──────── Source material

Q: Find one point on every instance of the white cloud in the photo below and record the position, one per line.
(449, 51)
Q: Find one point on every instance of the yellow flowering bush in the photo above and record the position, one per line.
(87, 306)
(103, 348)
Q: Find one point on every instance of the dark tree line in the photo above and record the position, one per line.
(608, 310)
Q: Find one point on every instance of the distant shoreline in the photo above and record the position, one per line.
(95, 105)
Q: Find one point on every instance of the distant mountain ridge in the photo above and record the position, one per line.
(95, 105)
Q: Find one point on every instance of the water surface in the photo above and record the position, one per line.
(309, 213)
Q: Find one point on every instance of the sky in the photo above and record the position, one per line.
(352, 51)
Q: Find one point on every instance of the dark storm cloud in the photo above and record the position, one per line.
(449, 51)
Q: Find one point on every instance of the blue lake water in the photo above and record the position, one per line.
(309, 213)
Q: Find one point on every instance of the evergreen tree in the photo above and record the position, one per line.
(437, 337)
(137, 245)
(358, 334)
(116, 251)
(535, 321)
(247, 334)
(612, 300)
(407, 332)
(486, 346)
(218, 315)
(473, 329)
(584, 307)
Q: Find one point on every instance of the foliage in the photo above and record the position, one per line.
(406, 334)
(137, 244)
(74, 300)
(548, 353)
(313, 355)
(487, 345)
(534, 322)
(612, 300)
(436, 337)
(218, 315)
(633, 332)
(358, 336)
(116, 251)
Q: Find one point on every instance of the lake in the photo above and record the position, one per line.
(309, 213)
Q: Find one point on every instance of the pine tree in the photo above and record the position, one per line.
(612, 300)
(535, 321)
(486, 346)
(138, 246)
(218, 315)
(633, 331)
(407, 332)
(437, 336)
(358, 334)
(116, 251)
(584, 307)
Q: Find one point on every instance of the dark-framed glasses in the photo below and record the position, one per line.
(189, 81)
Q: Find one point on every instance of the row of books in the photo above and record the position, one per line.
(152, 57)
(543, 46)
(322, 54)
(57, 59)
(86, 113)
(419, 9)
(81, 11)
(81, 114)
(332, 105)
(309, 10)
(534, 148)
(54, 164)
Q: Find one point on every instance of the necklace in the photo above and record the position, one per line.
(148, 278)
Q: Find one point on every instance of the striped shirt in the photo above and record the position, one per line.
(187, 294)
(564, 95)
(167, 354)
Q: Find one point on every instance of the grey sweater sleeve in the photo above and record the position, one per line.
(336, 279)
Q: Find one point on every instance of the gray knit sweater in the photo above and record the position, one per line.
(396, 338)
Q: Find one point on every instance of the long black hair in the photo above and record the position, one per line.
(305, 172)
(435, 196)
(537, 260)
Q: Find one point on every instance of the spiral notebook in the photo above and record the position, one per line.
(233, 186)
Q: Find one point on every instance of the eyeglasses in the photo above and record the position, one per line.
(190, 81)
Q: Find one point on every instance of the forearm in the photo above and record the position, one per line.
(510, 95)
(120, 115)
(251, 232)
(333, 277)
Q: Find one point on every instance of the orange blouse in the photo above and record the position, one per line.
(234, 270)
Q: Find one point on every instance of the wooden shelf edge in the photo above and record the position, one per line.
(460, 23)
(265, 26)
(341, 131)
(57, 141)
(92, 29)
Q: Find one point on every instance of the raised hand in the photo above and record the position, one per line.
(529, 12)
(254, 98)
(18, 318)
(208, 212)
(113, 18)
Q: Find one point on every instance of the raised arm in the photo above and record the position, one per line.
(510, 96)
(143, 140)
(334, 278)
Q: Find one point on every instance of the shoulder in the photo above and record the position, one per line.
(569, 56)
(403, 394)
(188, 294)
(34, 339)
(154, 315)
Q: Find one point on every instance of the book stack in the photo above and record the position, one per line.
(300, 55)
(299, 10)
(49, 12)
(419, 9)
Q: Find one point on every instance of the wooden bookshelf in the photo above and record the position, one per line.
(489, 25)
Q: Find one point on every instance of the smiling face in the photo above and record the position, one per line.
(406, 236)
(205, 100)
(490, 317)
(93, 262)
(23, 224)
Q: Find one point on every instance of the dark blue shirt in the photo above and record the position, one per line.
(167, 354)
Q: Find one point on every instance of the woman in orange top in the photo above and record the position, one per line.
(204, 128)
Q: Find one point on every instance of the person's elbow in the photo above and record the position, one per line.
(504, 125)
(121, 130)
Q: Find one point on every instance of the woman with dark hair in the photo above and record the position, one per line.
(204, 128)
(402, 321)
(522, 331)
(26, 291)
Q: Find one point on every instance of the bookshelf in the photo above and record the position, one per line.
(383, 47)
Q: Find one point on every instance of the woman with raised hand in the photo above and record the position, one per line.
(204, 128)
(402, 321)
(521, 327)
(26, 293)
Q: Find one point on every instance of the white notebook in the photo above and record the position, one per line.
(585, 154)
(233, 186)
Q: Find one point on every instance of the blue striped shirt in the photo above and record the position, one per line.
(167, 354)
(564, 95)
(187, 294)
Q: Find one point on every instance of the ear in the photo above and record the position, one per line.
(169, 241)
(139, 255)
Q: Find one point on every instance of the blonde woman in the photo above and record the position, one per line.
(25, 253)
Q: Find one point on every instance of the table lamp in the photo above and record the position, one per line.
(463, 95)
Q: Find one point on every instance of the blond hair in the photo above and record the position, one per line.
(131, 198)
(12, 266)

────────────────

Please print all of the entries above again, word for word, keeping every line in its original order.

Exercise solution:
Q: Find one point on every instance of the white cloud in the photo below and record the position, one per line.
(449, 51)
Q: Find one point on every instance of the yellow flowering bush in the photo above and record the position, one per line.
(87, 306)
(103, 348)
Q: Find one point on every instance of the dark tree line in the photo above and record the position, one per line.
(608, 310)
Q: Find one point on every instance of the distant shoreline in the photo above and record the position, one per line.
(95, 105)
Q: Find one point on every instance of the distant mountain ridge in the photo above and record the position, one per line.
(95, 105)
Q: Find one point on every instance of the water surface in the photo above and record the position, one per line.
(309, 213)
Q: Find one point on every instance of the sky in the photo above and record the position, one per line.
(352, 51)
Q: Find one point on every instance of the dark storm cloud in the photo above and record the position, one per line.
(449, 51)
Q: Find one point on every instance of the blue lake water in the photo above and record the position, one per line.
(309, 213)
Q: Find one point on every instance of the evergreen tree in the photo above and record the position, one per line.
(437, 337)
(137, 245)
(358, 334)
(116, 251)
(535, 321)
(247, 334)
(612, 300)
(407, 332)
(486, 346)
(218, 315)
(473, 329)
(584, 307)
Q: Find one point on every instance of the foliage in the photo above and record the position, one per line.
(406, 334)
(137, 244)
(74, 300)
(548, 353)
(313, 355)
(487, 345)
(534, 322)
(612, 300)
(436, 337)
(218, 315)
(633, 332)
(358, 336)
(116, 251)
Q: Find one point on every instance of the lake in the photo above and record the position, one per line.
(309, 213)
Q: Find one point on every instance of the pine tree in the photo above and record the position, one per line.
(612, 300)
(535, 321)
(486, 346)
(138, 246)
(218, 315)
(633, 331)
(407, 332)
(437, 336)
(358, 334)
(116, 251)
(584, 307)
Q: Find one point on every instance of the dark-framed glasses in the photo below and record the position, one per line.
(189, 81)
Q: Find one point on every instance of the row of books in the photo above and record the position, one per line.
(152, 57)
(543, 46)
(322, 54)
(57, 59)
(86, 113)
(419, 9)
(81, 11)
(81, 114)
(332, 105)
(309, 10)
(534, 148)
(54, 164)
Q: Find one point on every instance of the necklace in the photo above and record the position, one per line.
(148, 278)
Q: Find one point on every instance of the striped shirt in the photo above and record the position, one per line.
(187, 294)
(564, 95)
(167, 354)
Q: Find one point on every instance of the grey sweater sleeve in the photo above and record the position, one per line.
(336, 279)
Q: Find one point on every instance of the gray knit sweater in the photo above and record the position, one per line.
(396, 338)
Q: Find one point on every instance of the long black hair in the photo above and record the position, one per line.
(305, 172)
(435, 196)
(537, 260)
Q: Find one point on every instance of the spiral notebook in the photo above and record the position, one per line.
(233, 186)
Q: Find one point on every instance of the eyeglasses in the photo above and record the position, one per line.
(190, 81)
Q: Find one point on every instance of the forearm in the photo above and record the position, one per line.
(510, 95)
(120, 115)
(251, 232)
(333, 277)
Q: Find one point on every instance of the orange blouse in the photo above and record the position, one per line.
(234, 270)
Q: Find one point on every instance of the wooden shelf edge in the photo above and record the position, one per line.
(460, 23)
(265, 26)
(341, 131)
(57, 141)
(92, 29)
Q: Find one point on every instance of the raised hand in the photo above and record the position, one per line.
(529, 12)
(254, 98)
(18, 318)
(208, 212)
(113, 18)
Q: Find one point on every instance of the raised arm in the photo above and record the position, one per line.
(510, 96)
(143, 140)
(334, 278)
Q: Find one point on every instance of the shoulder in the photo above and record the position, one per line.
(569, 56)
(403, 394)
(188, 294)
(34, 339)
(154, 315)
Q: Find one point on every instance of the book stack in the photo above and record the position, one per line.
(300, 55)
(299, 10)
(49, 12)
(419, 9)
Q: Find one point on every instance of the wooden bookshelf in the photo above and record the position, one per line.
(489, 25)
Q: Find one point on every instance of the smiling face in the photo above and record the position, one per line.
(406, 236)
(205, 100)
(490, 317)
(93, 262)
(23, 224)
Q: Find one point on every instance of the dark blue shirt in the photo above and record the position, one per line.
(167, 354)
Q: Find one point on every instance of the woman in orange top in the photo above and record the position, one per line.
(204, 128)
Q: Find one point on every instance of the person's elbow in the photo above and record the position, one per line.
(504, 125)
(121, 130)
Q: Find one point on every instance of the woman with dark hair in the photo above and record the position, one per line.
(204, 128)
(402, 321)
(522, 331)
(26, 291)
Q: Find one point on every instance of the bookshelf in the photo above and record the position, one per line.
(383, 47)
Q: Find one point on every instance of the woman with raised hand in the photo above and record the position, one per line.
(204, 128)
(402, 321)
(521, 327)
(26, 293)
Q: Find one point on every instance of the white notebook in the photo above and record the position, one per line.
(585, 154)
(233, 186)
Q: Find one point on every instance of the blue striped shirt in the photo above and record the position, one per line.
(167, 354)
(564, 95)
(187, 294)
Q: Find one point on every instance of the ear in the photo above and record the position, one per line.
(169, 241)
(139, 255)
Q: Find one point on every instance of the blonde woman in the photo above and record the position, one per line.
(25, 253)
Q: Find one point on every instance of the table lamp in the photo above and record the position, one per line.
(463, 95)
Q: Find one point on every instance of the blond hair in the photo above and record the position, one per line.
(131, 198)
(12, 266)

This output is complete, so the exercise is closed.